▸ DIRECTIONS:
Copy the lines of the listing word for word, starting with the line holding "[locate] the yellow leaf" and ending with the line holding "x=460, y=407", with both of those lines included.

Excerpts of pointing data:
┄┄┄┄┄┄┄┄┄┄┄┄┄┄┄┄┄┄┄┄

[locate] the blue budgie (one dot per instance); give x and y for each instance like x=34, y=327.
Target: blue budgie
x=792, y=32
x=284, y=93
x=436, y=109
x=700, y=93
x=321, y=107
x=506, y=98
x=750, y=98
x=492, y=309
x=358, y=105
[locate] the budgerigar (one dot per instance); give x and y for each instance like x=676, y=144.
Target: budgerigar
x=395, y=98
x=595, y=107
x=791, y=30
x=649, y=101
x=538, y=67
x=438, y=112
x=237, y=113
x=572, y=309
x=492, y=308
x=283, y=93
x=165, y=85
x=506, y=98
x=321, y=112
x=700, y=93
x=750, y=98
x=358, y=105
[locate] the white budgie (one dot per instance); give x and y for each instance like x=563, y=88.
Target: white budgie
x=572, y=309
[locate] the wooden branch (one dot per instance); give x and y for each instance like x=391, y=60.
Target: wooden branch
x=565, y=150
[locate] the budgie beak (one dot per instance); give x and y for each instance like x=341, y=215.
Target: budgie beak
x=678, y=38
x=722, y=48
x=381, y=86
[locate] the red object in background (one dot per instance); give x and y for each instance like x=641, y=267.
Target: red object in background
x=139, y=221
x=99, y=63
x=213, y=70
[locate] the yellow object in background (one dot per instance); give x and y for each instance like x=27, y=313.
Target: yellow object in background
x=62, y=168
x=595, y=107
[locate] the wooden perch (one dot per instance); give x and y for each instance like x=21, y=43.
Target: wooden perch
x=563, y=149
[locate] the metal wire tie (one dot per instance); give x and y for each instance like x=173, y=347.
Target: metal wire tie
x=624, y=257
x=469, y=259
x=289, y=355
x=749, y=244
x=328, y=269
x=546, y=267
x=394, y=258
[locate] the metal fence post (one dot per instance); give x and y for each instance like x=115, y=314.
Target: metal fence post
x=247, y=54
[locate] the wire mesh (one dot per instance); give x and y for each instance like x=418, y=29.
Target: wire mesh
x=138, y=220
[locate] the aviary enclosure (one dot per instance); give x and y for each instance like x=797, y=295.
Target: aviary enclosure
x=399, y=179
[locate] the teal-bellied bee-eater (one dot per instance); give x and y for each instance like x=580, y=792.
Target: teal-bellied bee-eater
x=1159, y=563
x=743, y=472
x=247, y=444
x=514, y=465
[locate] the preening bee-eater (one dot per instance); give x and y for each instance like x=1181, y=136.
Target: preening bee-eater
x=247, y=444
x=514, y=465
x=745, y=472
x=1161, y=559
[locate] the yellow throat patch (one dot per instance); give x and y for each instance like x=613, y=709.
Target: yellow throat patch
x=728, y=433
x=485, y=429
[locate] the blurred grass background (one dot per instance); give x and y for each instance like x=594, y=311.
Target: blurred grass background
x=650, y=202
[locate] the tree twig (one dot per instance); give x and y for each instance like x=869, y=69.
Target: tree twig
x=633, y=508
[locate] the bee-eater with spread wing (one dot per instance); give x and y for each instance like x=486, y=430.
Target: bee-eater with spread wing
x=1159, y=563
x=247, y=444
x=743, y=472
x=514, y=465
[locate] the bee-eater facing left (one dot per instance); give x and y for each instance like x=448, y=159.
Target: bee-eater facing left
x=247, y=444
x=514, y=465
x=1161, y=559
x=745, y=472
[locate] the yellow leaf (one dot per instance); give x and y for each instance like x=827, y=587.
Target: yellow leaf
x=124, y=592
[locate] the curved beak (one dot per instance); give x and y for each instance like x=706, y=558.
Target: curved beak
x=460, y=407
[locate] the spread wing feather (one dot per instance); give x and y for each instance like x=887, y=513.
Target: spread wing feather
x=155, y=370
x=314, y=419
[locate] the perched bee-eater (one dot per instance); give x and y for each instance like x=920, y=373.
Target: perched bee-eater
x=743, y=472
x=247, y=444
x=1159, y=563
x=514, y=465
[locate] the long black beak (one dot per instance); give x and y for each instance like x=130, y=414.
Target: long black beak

┄┄┄┄┄┄┄┄┄┄┄┄┄┄┄┄┄┄┄┄

▸ SOLUTION FOR THIS EXERCISE:
[locate] the yellow leaf (one dot per instance); give x and y for each instance like x=827, y=587.
Target: yellow leaf
x=124, y=592
[locate] the curved beak (one dot per instance); give x and y for each instance like x=706, y=558.
Target: curved beak
x=460, y=407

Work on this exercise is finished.